**The problem:**
Please render all of the data below as a numbered list, leaving out any blank lines.

**Supplied data:**

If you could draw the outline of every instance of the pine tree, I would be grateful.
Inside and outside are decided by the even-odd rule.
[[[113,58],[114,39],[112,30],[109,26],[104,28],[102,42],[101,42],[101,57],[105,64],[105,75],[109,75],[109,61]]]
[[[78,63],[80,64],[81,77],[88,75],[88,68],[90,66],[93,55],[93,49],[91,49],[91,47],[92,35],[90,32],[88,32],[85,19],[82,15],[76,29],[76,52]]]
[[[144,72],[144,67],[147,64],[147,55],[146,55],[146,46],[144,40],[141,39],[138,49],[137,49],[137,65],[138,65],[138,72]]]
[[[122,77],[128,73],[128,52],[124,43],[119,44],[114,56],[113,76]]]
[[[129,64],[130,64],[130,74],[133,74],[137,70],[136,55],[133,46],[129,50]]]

**Output of the exercise:**
1. If you could draw the outline of every instance of the pine tree, I would be grateful.
2. Inside and outside are decided by the even-odd rule.
3. [[[113,58],[114,39],[112,30],[109,26],[104,28],[102,42],[101,42],[101,57],[105,64],[105,75],[109,75],[109,61]]]
4. [[[78,63],[80,64],[81,77],[88,75],[88,68],[90,66],[93,55],[93,49],[91,49],[91,47],[92,35],[90,32],[88,32],[85,19],[82,15],[76,29],[76,52]]]
5. [[[144,72],[144,67],[147,64],[147,55],[146,55],[146,46],[144,40],[141,39],[138,49],[137,49],[137,65],[138,65],[138,72]]]
6. [[[122,77],[128,73],[128,52],[124,43],[119,44],[114,56],[113,76]]]
7. [[[129,64],[130,64],[130,74],[133,74],[137,70],[136,55],[133,46],[129,50]]]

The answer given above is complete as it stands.